### PASSAGE PROVIDED:
The video is nothing unusual. Running around in the woods. Creepy old people. A boy being guided behind a red curtain was meant to symbolize a vagina for whatever reason. I guess he is choosing the primal reality of vaginas over the meaningless abstraction of the titular philosopher. This was an early taste of extreme metal for many of us tender young boys.
Fun Death fact: These lyrics:
Ideas that fall under shadows of theories that stand tall
Thoughts that grow narrow upon being verbally released
Your mind is not your own,
What sounds more mentally stimulating is how you make your choice
were not translated from Armenian into English, as most assume, but were originally written this way by a native English speaker.
Anthrax: Indians
Most of Anthrax played their most prominent role in Headbanger’s Ball by providing the crushing SOD riffs that provided the soundtrack for the show at its peak. But, rightly or wrongly, Anthrax was the band that found some measure of mainstream success and got to make videos like this one. It’s just a live performance video, but it is a really well executed one that must have sold a lot of Anthrax tickets because this looks like an insanely fun show.
Trigger warning! Cultural appropriation! A somewhat common lyrical theme for the metal of the day was “the genocide of Native Americans was bad.” Anthrax thought so and paid tribute with a war dance breakdown meant to incite indigenously themed moshing as Joey ran around in a headdress. ‘Twas all in good fun, and this song produced the immortal line, “we’re ‘dissin’ them, on reservations.”

### GIVEN REQUEST 1:
Can you recast the entries, everything from the start down to the line containing "[[68, 39], [59, 39]]", as a two-column CSV with the columns request and points, one row per request, each field quoted and any line breaks turned into spaces? Leave the pictures out.

### EXTRACTED ENTRIES:

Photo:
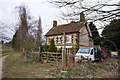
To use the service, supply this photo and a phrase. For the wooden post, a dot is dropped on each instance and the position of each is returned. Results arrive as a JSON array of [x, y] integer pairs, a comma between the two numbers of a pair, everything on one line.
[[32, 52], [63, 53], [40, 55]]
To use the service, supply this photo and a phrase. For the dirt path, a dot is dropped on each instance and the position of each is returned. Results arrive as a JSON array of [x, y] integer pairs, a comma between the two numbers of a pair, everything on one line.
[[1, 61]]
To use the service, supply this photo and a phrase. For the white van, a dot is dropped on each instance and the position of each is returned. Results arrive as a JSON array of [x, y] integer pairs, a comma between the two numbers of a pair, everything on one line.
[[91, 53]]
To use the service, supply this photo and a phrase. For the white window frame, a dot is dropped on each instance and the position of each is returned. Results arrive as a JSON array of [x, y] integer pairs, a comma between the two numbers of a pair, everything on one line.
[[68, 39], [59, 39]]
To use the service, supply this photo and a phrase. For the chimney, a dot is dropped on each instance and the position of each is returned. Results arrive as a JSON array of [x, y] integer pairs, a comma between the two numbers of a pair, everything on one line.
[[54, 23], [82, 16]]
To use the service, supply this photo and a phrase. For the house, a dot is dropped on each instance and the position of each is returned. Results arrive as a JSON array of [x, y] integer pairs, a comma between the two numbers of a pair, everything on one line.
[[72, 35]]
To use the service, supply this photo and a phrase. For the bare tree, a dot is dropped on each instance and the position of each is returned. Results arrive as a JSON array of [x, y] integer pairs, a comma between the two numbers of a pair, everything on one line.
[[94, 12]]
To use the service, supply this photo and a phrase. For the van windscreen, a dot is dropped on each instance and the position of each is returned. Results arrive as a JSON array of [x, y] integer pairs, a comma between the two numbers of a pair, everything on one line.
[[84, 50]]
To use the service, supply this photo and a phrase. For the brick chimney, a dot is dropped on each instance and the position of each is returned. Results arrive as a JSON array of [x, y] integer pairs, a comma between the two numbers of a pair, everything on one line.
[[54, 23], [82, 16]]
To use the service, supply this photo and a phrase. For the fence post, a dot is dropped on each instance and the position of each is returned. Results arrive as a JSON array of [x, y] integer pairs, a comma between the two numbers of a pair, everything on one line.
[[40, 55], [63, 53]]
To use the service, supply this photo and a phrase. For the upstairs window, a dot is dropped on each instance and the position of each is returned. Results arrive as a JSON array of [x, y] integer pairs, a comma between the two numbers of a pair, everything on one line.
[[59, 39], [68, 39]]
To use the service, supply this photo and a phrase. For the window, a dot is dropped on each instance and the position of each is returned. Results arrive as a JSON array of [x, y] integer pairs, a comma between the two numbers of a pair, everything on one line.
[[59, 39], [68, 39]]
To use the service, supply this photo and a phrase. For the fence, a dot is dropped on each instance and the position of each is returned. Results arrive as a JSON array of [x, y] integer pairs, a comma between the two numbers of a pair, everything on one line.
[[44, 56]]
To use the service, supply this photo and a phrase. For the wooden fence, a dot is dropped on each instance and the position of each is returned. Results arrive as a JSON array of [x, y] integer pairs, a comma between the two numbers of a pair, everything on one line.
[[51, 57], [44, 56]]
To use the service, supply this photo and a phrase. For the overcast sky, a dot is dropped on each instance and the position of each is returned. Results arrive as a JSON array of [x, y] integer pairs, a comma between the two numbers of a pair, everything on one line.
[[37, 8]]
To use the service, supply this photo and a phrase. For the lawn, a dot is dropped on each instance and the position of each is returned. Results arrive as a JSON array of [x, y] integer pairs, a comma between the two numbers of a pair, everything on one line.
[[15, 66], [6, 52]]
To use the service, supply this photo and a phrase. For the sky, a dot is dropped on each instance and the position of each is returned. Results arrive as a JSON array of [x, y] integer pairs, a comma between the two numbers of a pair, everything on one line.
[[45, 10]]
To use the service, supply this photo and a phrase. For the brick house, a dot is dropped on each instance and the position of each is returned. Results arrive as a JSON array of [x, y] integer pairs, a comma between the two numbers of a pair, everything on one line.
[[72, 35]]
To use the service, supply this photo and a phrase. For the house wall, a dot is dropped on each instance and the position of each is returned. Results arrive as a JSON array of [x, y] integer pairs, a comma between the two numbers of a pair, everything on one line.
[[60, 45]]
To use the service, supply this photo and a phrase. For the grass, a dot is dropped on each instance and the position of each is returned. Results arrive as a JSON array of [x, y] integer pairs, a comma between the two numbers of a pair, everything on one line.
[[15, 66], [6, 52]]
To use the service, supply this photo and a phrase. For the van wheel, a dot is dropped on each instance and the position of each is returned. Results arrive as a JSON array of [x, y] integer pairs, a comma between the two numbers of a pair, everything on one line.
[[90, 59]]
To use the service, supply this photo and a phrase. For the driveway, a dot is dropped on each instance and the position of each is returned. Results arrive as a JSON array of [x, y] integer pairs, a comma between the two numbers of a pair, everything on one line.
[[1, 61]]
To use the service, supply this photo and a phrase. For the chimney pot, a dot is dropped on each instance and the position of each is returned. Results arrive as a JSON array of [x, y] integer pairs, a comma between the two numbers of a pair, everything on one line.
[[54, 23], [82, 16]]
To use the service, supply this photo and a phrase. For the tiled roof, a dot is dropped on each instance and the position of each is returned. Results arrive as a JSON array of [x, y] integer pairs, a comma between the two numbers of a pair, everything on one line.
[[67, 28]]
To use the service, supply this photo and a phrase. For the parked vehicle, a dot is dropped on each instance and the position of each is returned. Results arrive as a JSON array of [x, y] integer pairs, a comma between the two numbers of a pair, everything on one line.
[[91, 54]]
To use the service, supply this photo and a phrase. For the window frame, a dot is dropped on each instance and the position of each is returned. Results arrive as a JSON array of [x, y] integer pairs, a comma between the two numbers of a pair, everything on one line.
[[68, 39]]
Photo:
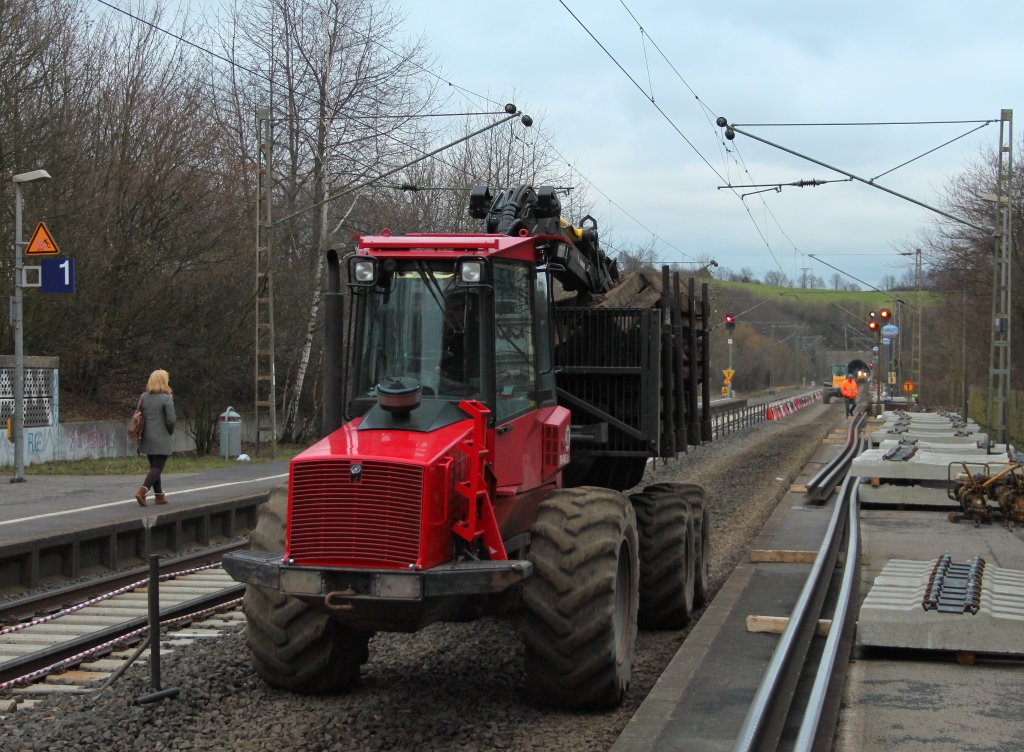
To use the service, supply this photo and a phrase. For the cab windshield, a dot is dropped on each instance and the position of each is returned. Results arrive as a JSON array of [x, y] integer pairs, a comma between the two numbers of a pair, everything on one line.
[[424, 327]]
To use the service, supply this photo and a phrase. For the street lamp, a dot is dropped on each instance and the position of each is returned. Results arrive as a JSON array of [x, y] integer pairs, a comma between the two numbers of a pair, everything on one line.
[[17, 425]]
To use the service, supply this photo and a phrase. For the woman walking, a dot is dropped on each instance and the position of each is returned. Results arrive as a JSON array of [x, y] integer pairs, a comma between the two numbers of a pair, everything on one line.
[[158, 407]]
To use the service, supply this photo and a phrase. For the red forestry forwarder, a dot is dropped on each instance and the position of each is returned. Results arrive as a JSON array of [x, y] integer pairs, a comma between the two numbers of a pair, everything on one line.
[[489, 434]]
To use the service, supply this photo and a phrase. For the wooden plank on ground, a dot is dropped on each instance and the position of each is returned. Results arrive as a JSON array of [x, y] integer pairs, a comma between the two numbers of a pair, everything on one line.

### GIVEN REQUEST 2:
Could you continue the write-up on heavy metal videos from where it stops?

### FINAL RESULT 1:
request,points
"Photo: To use the service, supply this photo and a phrase. For the wooden post, a dot is dropped on each instance and the position of each is returned. Results arrive as a JSON array of [x, y] integer pairs, a comma between the two numbers of a pair, everything on one line.","[[32, 52], [63, 53], [40, 55]]"
"To use the service, supply this photo and a phrase. For the dirt path, a dot is dropped on each instance and the position of each is returned. Results arrive as a JSON array of [x, y] integer pairs, a comma between the two numbers of a pair, everything on one line.","[[1, 61]]"
"To use the service, supply this photo and a phrase. For the white van, a dot is dropped on each instance and the position of each is returned. Results arrive as a JSON array of [x, y] integer pairs, a comma between the two numbers of a pair, everything on one line.","[[91, 53]]"
"To use the service, supply this photo and a phrase. For the white window frame, a dot is dropped on each instance and the position of each is returned. Results arrive as a JSON array of [x, y] integer pairs, a comma between the two numbers of a pair, everything on one line.","[[68, 39], [59, 39]]"

### FINAL RESULT 2:
Anthrax fun fact: Dan Spitz left Anthrax to become a watchmaker, hoping for persistence of paycheck.
Numero Uno – Suicidal Tendencies: Trip At The Brain
I’m the only one with the balls to say it, but Suicidal Tendencies ruled. Were they punk? Metal? Crossover? Skaters? Gangbangers? It was hard to say and for this, purists of all sorts have unfairly maligned them. The important thing was that the name of the band alone was enough to concern your parents and they were banned from performing in Los Angeles for years. The thrash is good. The hardcore breakdown crushes. Rocky’s solos shred. Mike even pulls off one of the rarest feats in music, by rapping over heavy music in a way that is… good. Really, try to find a better example of rap over metal. Because you won’t. The only one that is equal is the Lil John song where he raps over Slayer about overreacting to his girlfriend being mad at him for getting a ticket for expired registration.
This is also the pinnacle of what music videos used to be. There is this kind of vague intellectual content that you couldn’t quite grasp as a fifteen-year-old, with Mike roaming about his subconscious. A one liner ham fists you over the head: “There’s nothing wrong with THIS brain.” We have the singer as a protagonist, breaking free of institutional authority. John Cusack appears as an army recruiter. Organized religion is slapped about. The band plays atop a giant brain. And it’s all done in a zany style, from the novelty store jumping teeth to the woman with the cookie sheet full of brains. This is a perfect example of the form.
Suicidal Fact: Hank Williams III has cited Suicidal Tendencies as a major influence. Also, whenever I see someone wearing ST gear these days, it’s some dude my age who I think would be willing to hang out with sixteen-year-olds, but they should probably stay away from him. Also, one time I played poker with this guy who said he was Mike Muir’s roommate at The Hustler Club.